Restate each record word for word, from the first to the last.

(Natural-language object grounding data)
******************************
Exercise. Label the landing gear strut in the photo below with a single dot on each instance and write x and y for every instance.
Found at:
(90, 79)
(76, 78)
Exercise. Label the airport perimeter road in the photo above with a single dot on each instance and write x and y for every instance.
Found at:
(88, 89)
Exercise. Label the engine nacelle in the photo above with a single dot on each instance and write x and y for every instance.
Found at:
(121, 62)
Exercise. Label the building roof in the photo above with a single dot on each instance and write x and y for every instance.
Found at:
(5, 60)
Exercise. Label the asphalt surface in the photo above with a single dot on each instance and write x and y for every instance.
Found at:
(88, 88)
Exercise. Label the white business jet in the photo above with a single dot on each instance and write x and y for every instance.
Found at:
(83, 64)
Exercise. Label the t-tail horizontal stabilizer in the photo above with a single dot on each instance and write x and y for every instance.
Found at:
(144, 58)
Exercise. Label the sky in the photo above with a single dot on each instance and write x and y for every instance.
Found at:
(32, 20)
******************************
▶ _Finished exercise_
Exercise. Label the landing gear strut in the photo below with a single dot on each instance and write x and y for every instance.
Found at:
(90, 79)
(76, 78)
Exercise. Label the airport perimeter road in the photo above with a single dot on each instance and write x and y for every instance.
Found at:
(88, 89)
Exercise. Label the engine nacelle in the photo above with a single dot on each instance and write x and y for every instance.
Found at:
(121, 62)
Exercise. Label the building roof in the photo above with a single dot on each instance and write x and y for every instance.
Found at:
(5, 60)
Exercise. Label the asphalt surface in the photo above with a single dot on each instance and write x and y for every instance.
Found at:
(88, 88)
Exercise. Label the white business jet in the photo above with a single dot on each instance and write x and y for every instance.
Found at:
(83, 64)
Exercise. Label the t-tail horizontal stabilizer in the photo above with a single dot on each instance and write x and y for every instance.
Found at:
(144, 58)
Exercise. Label the sky in the photo above with a single dot on each instance and write x and y for every instance.
Found at:
(32, 20)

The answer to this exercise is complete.